Task goal: Reproduce the passage on the 43rd Mixed Brigade word for word, in full.

Excerpted passage:
- Active: 31 December 1936–March 1939
- Country: Spain
- Allegiance: Republican faction
- Branch: Spanish Republican Army
- Type: Infantry
- Size: Brigade
- Engagements: Spanish Civil War

Commanders
- Notable commanders: Juan Arce Mayora

= 43rd Mixed Brigade =

The 43rd Mixed Brigade was a unit of the Spanish Republican Army that took part in the Spanish Civil War. During the war it came to operate on the Madrid, Levante and Extremadura fronts.

== History ==
The unit was created on 26 November 1936 from the forces commanded by Lieutenant Colonel Juan Arce Mayora on the Madrid front, in addition to troops from the Escobar Column — which was composed of members of the old Land and Freedom Column and by civil guards from the 19th Tercio of Barcelona. Later, militia forces were added from the Toledo sector. Initially, the unit was called mixed brigade "A".

Information supplied:
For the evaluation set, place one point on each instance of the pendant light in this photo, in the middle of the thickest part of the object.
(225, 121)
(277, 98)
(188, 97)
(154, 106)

Result:
- Active: 31 December 1936–March 1939
- Country: Spain
- Allegiance: Republican faction
- Branch: Spanish Republican Army
- Type: Infantry
- Size: Brigade
- Engagements: Spanish Civil War

Commanders
- Notable commanders: Juan Arce Mayora

= 43rd Mixed Brigade =

The 43rd Mixed Brigade was a unit of the Spanish Republican Army that took part in the Spanish Civil War. During the war it came to operate on the Madrid, Levante and Extremadura fronts.

== History ==
The unit was created on 26 November 1936 from the forces commanded by Lieutenant Colonel Juan Arce Mayora on the Madrid front, in addition to troops from the Escobar Column — which was composed of members of the old Land and Freedom Column and by civil guards from the 19th Tercio of Barcelona. Later, militia forces were added from the Toledo sector. Initially, the unit was called mixed brigade "A".